**ABOUT THIS EXERCISE**
Copy the passage on the CARE and co-response teams below, everything from "In an emailed" down to "any police call.", substituting "police force" for "police department".

**TEXT FOR ANALYSIS**

Because of co-response’s quiet development, Emack said that CPD’s involvement in negotiating CARE’s call responses formed a “conflict of interest.”
“Community Safety can’t expand without the blessing, for lack of a better word, from the police department,” Emack said.
“You have this conflict of interest, because they’re growing and doing similar work while also at the same time stunting the CSD’s ability to grow,” he added.
‘Undermining The Work of the Community Safety Department’
Concerns about the overlap between the CARE and co-response teams — and the effect that such overlap would have on the work of both CSD and the police department — have been voiced to city leadership for months.
Councilor Patricia M. “Patty” Nolan ’80 expressed her concerns in a December email to Huang, the City Manager, after CPD released a video highlighting the co-response team, which featured a social worker in a bulletproof vest.
“I was distressed and disappointed to see that there was no mention of CARE, and other resources for people to call if in need of mental health,” Nolan wrote. “For the video to show only staff in bullet proof vests and the social worker accompanied by an officer in uniform goes against all the work we have done to ensure that 911 and 988 and other calls where a police officer is not warranted will be sent to CARE - or HEART.”
Nolan further requested that “CPD be asked to be more collaborative in addressing the need for the city to respond to mental health and other calls.”
In an emailed response, Huang acknowledged an “underlying tension” between CSD and CPD over the police department’s “commitment to do this kind of work well,” in an apparent reference to the police department’s clinical support efforts.
CARE is eligible to respond to a set list of call codes, including needle pickups, wellness checks, and nonviolent mental health calls. Co-response — which sits as a unit within the police department — can dispatch to any police call.
Out of a list of 191 partially redacted 911 calls directed to co-response between August and December 2024, nearly 10 percent were calls eligible for a CARE response.
“I would hope that the police is fully supportive of it, and I am concerned that it’s been a very slow rollout,” Nolan said in an interview. “There’s a number of emergency calls that are not going to CARE that I believe should be going to CARE.”

**DATA UNDER STUDY**
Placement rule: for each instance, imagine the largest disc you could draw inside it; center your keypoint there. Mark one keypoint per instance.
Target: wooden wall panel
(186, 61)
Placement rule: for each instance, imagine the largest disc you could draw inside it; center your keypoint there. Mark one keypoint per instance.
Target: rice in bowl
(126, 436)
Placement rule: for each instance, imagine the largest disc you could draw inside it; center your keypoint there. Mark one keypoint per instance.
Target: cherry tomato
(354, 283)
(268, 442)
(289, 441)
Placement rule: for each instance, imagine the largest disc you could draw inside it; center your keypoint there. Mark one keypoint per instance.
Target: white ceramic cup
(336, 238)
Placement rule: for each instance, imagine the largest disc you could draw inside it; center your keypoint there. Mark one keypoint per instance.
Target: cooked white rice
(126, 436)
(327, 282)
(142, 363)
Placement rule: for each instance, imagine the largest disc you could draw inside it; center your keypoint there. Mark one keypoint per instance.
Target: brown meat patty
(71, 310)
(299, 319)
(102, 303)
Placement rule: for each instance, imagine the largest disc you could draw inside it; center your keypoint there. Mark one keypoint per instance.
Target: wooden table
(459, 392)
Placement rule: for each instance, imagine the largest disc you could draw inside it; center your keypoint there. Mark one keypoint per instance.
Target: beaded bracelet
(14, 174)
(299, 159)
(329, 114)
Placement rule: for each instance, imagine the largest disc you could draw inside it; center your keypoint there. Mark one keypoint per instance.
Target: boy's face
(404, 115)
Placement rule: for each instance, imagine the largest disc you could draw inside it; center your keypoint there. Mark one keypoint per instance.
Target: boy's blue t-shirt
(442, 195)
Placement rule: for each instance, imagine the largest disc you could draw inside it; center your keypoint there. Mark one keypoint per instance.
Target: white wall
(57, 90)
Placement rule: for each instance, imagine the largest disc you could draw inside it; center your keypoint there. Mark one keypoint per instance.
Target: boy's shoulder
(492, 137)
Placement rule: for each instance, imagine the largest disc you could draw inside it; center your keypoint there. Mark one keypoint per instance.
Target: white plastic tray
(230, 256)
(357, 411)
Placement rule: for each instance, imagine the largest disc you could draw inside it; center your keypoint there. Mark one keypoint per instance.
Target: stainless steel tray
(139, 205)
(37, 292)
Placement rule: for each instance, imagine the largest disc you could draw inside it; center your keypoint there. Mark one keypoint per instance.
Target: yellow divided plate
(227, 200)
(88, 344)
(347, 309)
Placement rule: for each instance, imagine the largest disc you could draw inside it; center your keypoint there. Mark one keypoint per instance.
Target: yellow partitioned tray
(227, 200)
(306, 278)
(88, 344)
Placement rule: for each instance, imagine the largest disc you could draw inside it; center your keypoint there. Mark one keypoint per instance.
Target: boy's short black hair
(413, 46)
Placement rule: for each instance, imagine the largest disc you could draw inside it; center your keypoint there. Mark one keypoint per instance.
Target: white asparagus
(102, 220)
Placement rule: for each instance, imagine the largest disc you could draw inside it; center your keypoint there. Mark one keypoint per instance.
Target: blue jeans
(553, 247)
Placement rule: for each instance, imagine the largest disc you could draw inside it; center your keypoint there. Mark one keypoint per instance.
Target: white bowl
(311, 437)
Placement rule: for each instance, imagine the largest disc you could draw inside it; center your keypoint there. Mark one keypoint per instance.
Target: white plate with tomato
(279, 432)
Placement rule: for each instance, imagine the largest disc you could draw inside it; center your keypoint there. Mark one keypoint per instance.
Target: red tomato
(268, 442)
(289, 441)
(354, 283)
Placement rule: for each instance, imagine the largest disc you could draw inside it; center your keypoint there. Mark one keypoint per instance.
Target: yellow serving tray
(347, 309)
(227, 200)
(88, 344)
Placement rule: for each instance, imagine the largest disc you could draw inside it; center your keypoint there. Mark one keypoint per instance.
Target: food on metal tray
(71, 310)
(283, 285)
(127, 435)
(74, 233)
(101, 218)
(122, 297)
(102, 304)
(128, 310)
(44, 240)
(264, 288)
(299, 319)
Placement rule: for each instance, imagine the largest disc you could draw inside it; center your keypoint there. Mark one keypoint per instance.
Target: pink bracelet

**ANSWER FOR THE TASK**
In an emailed response, Huang acknowledged an “underlying tension” between CSD and CPD over the police force’s “commitment to do this kind of work well,” in an apparent reference to the police force’s clinical support efforts.
CARE is eligible to respond to a set list of call codes, including needle pickups, wellness checks, and nonviolent mental health calls. Co-response — which sits as a unit within the police force — can dispatch to any police call.